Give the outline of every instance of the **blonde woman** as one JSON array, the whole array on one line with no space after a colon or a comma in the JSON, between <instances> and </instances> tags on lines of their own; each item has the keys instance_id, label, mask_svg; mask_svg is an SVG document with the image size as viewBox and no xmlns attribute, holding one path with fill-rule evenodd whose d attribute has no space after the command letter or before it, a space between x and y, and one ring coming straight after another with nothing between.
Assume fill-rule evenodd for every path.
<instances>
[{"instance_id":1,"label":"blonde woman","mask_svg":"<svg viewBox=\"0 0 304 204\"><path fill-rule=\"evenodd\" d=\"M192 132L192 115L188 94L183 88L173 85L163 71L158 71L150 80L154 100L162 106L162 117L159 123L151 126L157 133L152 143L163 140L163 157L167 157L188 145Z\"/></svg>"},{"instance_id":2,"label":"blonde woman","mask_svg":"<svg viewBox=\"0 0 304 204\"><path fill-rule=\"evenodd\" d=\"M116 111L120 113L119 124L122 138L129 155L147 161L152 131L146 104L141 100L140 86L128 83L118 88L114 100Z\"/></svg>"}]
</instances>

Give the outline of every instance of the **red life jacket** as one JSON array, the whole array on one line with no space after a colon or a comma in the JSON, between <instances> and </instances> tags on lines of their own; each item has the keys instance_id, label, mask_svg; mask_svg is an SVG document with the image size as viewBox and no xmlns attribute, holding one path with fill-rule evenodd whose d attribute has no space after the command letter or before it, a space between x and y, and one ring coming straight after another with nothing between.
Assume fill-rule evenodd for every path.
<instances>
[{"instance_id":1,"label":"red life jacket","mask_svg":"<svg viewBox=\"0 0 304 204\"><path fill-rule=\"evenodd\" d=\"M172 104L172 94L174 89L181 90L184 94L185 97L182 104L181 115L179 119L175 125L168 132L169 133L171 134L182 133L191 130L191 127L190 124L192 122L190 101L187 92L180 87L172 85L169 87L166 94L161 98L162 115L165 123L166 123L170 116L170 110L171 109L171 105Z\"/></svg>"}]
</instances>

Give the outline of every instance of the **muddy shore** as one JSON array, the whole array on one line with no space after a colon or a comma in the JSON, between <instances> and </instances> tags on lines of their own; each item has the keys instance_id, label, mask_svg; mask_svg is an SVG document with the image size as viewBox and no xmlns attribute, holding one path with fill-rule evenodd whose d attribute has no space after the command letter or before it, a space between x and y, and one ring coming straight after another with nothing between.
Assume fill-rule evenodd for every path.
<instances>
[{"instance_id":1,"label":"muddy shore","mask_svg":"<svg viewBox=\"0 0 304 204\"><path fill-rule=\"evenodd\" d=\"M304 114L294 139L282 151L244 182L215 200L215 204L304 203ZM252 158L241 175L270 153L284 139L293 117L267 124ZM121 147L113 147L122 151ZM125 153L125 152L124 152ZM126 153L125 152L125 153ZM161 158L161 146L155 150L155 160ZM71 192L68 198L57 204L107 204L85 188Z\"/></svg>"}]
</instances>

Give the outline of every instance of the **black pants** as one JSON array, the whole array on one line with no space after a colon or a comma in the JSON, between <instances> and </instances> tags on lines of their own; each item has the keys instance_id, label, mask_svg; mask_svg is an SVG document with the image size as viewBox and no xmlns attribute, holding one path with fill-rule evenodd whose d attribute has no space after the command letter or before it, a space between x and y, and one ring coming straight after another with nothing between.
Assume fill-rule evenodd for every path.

[Your task]:
Reproduce every record above exactly as it appears.

[Finished answer]:
Give the outline of every instance of the **blonde woman** as one JSON array, the whole array on one line with no space after a colon or a comma in the JSON, between <instances> and </instances> tags on lines of their own; each item has the keys instance_id, label, mask_svg; mask_svg is an SVG document with the image size as viewBox and no xmlns attribute, holding one path with fill-rule evenodd whose d attribute has no space after the command letter or before it, a space between x and y, and one ring coming straight after another with nothing between.
Assume fill-rule evenodd for every path.
<instances>
[{"instance_id":1,"label":"blonde woman","mask_svg":"<svg viewBox=\"0 0 304 204\"><path fill-rule=\"evenodd\" d=\"M192 132L192 115L188 94L183 88L173 85L163 71L158 71L150 80L154 100L162 106L162 117L159 123L151 126L157 133L152 143L163 140L163 157L167 157L188 145Z\"/></svg>"},{"instance_id":2,"label":"blonde woman","mask_svg":"<svg viewBox=\"0 0 304 204\"><path fill-rule=\"evenodd\" d=\"M116 111L120 113L119 124L122 138L129 155L147 161L152 131L146 104L141 100L140 86L128 83L118 88L114 100Z\"/></svg>"}]
</instances>

Give the outline of every instance of the **red life jacket** as one JSON array, the whole array on one line with no space after a colon or a comma in the JSON, between <instances> and </instances> tags on lines of their own; each item has the keys instance_id, label, mask_svg; mask_svg is an SVG document with the image size as viewBox and no xmlns attribute, holding one path with fill-rule evenodd whose d attribute has no space after the command letter or before it, a space between x and y, and one ring coming straight after another with nothing between.
Assume fill-rule evenodd for every path.
<instances>
[{"instance_id":1,"label":"red life jacket","mask_svg":"<svg viewBox=\"0 0 304 204\"><path fill-rule=\"evenodd\" d=\"M172 104L172 94L174 89L181 90L184 94L185 97L182 104L181 115L179 119L175 125L168 132L169 133L171 134L182 133L191 130L191 127L190 124L192 122L190 101L187 92L180 87L172 85L169 87L166 94L161 98L162 115L165 123L166 123L170 116L170 110L171 109L171 105Z\"/></svg>"}]
</instances>

Give the outline of every instance of the **muddy shore** as one JSON array, the whole array on one line with no space after a colon or a comma in the JSON, between <instances> and </instances> tags on lines of their own; each item has the keys instance_id, label, mask_svg; mask_svg is an SVG document with the image size as viewBox and no xmlns attribute, holding one path with fill-rule evenodd whose d attribute has no space after the command letter or before it, a space between x and y, and one ring coming straight after another with nothing between.
Assume fill-rule evenodd for every path.
<instances>
[{"instance_id":1,"label":"muddy shore","mask_svg":"<svg viewBox=\"0 0 304 204\"><path fill-rule=\"evenodd\" d=\"M304 114L294 139L282 151L244 182L215 200L215 204L304 203ZM252 158L241 175L270 153L284 139L293 117L267 124ZM121 147L113 147L122 151ZM125 153L125 152L124 152ZM126 153L125 152L125 153ZM161 158L161 146L155 150L155 160ZM71 192L68 198L57 204L107 204L85 188Z\"/></svg>"}]
</instances>

Give the outline of every instance of the **black pants** as one JSON array, the whole array on one line with no space after a colon or a comma in the JSON, between <instances> and </instances> tags on lines of their own; each item has the keys instance_id, label, mask_svg; mask_svg is an SVG document with the image size as viewBox and no xmlns attribute, holding one path with fill-rule evenodd whose d attribute has no space after the command letter or before it, a space between x and y, and one ring coming straight after another with nothing between.
Assume fill-rule evenodd for every path.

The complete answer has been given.